:: Data under study ::

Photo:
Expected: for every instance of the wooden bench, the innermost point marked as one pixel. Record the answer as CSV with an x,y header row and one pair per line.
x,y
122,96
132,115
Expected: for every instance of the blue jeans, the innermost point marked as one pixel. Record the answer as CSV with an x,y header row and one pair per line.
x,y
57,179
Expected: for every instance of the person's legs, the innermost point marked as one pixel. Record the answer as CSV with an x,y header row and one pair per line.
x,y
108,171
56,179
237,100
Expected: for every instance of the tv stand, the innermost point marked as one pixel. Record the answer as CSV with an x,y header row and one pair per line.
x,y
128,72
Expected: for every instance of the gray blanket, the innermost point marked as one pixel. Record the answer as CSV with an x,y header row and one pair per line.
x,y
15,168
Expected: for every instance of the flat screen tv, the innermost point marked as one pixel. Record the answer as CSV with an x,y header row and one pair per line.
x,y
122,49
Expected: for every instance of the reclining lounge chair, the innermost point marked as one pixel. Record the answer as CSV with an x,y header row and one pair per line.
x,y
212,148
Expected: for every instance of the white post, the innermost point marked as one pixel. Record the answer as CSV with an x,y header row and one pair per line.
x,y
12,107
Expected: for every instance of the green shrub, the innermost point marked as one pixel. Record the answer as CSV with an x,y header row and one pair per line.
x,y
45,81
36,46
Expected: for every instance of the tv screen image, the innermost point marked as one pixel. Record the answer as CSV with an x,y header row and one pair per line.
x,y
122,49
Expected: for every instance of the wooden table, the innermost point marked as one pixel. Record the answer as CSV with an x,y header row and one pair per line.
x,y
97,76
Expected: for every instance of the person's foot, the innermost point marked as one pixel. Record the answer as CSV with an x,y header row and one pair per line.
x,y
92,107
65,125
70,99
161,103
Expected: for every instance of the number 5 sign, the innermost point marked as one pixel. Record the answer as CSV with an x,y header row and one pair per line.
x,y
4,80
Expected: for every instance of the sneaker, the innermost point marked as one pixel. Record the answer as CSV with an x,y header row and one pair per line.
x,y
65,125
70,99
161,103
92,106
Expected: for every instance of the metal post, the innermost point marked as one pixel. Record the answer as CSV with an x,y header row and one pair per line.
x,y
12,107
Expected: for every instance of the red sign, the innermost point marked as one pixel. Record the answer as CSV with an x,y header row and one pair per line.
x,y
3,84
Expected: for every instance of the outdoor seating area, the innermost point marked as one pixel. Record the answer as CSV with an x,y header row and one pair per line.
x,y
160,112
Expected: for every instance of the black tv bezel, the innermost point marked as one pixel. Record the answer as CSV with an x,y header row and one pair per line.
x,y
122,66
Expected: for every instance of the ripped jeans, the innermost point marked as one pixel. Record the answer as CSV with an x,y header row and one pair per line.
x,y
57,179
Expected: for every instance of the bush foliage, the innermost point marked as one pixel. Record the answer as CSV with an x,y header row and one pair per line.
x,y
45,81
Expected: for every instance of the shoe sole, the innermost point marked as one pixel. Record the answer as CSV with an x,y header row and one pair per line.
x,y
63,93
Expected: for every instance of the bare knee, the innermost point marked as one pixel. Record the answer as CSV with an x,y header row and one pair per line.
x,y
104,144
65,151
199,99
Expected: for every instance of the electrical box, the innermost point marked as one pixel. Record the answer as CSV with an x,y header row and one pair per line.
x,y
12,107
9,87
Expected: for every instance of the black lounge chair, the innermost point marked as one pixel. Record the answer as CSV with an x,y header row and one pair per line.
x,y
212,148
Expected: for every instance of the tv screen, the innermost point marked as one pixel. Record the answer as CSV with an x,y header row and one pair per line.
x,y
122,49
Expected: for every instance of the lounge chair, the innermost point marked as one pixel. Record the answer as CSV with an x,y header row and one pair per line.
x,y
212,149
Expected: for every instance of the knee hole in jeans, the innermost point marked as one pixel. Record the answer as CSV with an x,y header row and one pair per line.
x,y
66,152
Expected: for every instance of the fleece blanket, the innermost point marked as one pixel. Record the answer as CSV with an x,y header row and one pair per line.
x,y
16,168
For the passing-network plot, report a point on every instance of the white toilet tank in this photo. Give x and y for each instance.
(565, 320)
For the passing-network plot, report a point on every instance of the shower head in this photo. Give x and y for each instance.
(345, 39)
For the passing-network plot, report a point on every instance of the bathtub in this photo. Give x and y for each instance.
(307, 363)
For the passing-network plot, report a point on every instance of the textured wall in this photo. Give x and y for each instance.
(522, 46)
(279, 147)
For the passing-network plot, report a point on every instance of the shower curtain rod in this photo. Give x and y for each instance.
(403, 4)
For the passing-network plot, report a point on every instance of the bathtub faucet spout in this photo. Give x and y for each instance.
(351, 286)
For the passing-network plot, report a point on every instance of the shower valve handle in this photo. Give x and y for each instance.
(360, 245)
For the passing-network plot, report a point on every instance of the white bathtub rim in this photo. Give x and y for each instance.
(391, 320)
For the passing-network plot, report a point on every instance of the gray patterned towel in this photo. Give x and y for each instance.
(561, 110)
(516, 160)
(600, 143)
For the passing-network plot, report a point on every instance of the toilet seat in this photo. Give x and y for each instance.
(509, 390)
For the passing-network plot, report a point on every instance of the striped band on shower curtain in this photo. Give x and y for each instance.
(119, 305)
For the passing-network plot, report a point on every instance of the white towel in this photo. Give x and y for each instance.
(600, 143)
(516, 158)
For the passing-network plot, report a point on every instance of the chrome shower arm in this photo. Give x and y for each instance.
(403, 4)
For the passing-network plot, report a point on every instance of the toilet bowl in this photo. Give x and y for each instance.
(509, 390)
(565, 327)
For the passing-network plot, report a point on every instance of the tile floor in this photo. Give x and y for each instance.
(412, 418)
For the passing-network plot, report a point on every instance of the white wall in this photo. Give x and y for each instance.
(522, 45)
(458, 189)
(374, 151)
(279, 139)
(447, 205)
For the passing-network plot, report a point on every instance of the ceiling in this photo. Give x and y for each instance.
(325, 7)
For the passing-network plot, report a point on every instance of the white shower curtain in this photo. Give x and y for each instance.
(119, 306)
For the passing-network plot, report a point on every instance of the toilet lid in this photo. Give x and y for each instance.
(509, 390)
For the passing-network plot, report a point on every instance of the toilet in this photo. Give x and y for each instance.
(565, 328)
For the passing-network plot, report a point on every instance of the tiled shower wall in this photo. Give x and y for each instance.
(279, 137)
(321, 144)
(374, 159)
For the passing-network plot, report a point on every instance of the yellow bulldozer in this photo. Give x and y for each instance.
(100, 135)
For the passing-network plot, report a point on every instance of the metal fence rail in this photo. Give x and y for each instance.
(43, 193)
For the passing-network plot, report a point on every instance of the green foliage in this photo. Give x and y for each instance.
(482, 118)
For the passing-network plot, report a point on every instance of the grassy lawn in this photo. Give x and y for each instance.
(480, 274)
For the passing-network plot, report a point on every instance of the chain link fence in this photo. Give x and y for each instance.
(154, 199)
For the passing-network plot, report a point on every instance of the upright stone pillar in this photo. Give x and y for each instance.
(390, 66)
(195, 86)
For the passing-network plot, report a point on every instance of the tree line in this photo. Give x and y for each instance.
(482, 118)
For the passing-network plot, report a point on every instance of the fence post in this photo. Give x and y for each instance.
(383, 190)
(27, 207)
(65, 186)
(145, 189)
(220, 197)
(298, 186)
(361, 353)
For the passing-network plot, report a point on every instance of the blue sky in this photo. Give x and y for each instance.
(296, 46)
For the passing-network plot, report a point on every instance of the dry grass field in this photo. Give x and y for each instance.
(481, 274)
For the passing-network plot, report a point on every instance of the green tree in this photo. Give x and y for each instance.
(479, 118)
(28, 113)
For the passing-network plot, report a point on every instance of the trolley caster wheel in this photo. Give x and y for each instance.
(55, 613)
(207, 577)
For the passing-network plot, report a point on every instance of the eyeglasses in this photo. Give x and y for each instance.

:::

> _Directions_: Everything from the line with "of the fence" through the end of the listing, both ends included, needs to be transcribed exactly, with no other lines.

> _Answer space_:
For the passing-network plot, report a point on every instance of the fence post in this photo. Give x and y for each instance.
(383, 190)
(27, 207)
(65, 186)
(145, 189)
(220, 197)
(298, 186)
(361, 353)
For the passing-network plot, report a point on every instance of the blue sky in this photo. Give x and y for each instance.
(296, 46)
For the passing-network plot, report a point on every instance of the dry grass field in this photo. Give x and y for each instance.
(481, 274)
For the passing-network plot, report a point on every instance of the green tree in this photo. Give x and y for each instance.
(479, 118)
(28, 113)
For the passing-network plot, report a point on every instance of the trolley caster wheel in this photo. Give x and y for each instance.
(55, 613)
(207, 577)
For the passing-network plot, report a point on every instance of the eyeglasses in this photo. Give x and y for each instance.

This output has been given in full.